Directive:
Collect every line of the rows below that contains the word "black", matching case exactly.

Records:

== == ==

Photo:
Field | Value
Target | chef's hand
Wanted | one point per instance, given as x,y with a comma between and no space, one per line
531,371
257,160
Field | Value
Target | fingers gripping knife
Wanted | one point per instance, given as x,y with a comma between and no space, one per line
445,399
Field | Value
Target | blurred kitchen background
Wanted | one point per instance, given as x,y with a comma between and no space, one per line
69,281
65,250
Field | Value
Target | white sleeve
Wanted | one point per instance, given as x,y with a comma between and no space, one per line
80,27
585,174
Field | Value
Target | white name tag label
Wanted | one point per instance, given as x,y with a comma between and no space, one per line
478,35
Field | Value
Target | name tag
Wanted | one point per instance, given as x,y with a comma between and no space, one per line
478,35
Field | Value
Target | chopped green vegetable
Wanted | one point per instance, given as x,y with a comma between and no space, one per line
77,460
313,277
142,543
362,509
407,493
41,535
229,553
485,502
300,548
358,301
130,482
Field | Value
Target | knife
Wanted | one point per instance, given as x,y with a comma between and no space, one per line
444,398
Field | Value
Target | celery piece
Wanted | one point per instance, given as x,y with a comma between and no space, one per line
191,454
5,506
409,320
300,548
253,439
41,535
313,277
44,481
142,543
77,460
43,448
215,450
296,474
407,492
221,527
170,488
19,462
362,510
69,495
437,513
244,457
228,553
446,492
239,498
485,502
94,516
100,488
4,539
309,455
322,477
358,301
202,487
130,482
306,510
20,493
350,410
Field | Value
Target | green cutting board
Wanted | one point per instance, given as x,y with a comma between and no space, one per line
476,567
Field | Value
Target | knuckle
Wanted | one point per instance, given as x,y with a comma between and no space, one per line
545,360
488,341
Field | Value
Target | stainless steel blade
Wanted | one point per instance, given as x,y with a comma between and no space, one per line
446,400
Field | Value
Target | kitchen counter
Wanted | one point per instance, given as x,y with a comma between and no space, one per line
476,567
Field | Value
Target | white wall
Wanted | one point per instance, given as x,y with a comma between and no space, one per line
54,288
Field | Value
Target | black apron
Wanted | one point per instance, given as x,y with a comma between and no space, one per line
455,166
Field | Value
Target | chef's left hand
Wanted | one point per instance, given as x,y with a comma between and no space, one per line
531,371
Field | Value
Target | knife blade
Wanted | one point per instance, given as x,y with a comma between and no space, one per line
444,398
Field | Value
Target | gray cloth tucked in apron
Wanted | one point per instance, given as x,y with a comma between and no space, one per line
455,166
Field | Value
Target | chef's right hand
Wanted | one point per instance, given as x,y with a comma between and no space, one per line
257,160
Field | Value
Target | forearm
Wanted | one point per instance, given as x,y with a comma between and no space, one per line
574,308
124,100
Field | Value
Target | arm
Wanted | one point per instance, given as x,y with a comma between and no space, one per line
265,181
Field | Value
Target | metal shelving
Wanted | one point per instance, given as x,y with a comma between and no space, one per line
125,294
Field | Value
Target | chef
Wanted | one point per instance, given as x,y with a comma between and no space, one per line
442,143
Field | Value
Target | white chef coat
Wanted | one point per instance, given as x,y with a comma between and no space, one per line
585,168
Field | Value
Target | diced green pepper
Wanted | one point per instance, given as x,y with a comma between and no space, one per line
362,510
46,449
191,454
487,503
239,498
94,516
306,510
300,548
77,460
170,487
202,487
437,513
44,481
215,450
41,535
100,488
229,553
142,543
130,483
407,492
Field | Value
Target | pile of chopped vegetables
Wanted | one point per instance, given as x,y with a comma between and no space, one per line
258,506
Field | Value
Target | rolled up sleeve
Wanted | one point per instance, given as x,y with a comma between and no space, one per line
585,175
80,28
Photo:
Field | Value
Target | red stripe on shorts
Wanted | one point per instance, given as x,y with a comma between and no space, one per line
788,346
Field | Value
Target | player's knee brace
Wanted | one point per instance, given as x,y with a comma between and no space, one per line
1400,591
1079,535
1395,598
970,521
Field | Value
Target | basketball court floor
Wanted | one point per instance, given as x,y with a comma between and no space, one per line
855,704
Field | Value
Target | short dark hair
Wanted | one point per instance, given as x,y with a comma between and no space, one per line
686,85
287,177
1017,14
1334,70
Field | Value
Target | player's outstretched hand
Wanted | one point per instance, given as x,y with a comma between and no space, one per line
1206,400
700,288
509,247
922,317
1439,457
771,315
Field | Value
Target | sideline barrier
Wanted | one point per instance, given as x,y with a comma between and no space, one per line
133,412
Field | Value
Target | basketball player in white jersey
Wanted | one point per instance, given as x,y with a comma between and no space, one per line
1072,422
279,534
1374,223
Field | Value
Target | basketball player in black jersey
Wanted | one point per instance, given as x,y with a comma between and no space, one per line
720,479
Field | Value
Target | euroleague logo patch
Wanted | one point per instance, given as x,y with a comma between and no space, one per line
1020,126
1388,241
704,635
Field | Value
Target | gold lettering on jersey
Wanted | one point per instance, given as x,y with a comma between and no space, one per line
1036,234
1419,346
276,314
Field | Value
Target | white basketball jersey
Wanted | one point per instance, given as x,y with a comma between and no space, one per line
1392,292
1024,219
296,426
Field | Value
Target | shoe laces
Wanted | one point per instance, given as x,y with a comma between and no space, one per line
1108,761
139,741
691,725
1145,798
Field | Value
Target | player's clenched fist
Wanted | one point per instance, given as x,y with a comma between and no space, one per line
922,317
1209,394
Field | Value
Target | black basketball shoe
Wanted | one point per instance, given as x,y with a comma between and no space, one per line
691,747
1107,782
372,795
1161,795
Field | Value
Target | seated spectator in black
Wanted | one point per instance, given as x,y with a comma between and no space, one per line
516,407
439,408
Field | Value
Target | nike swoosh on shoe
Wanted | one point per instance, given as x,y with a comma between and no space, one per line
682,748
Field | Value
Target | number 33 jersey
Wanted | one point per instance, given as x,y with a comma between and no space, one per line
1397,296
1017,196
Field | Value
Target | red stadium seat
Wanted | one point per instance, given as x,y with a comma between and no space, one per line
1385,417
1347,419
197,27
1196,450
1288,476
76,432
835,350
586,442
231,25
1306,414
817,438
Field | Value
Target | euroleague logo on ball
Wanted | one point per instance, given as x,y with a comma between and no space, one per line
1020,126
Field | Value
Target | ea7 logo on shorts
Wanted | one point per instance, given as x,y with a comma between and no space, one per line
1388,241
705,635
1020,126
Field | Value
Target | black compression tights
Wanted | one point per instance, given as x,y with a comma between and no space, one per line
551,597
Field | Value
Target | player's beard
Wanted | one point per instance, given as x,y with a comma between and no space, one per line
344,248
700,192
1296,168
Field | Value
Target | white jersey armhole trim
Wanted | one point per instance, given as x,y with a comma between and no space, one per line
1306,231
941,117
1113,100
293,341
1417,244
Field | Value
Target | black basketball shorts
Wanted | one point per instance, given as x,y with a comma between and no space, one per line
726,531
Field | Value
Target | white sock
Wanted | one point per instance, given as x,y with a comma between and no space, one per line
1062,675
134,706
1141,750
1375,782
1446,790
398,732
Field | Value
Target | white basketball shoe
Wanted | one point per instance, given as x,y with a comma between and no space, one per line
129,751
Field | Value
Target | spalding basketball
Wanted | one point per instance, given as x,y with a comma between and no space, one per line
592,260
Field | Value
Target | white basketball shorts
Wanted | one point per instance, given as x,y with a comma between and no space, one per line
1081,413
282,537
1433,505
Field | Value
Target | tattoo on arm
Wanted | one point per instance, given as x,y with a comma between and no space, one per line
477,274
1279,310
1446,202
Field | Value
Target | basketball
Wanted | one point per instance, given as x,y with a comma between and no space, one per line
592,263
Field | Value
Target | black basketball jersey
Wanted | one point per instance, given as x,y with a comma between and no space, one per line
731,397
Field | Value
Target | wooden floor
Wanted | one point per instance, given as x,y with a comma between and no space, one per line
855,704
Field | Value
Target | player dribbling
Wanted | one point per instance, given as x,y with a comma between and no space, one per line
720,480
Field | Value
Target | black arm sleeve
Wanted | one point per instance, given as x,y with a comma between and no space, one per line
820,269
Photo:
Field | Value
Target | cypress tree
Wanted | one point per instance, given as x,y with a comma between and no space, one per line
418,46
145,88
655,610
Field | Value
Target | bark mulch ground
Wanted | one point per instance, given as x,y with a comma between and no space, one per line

== == ==

Result of this exercise:
Target | black apron
Target | basketball player in black jersey
Target | black basketball shoe
Target | seated spectator in black
Target | black compression tights
Target | black basketball shorts
Target | black basketball jersey
Target | black arm sleeve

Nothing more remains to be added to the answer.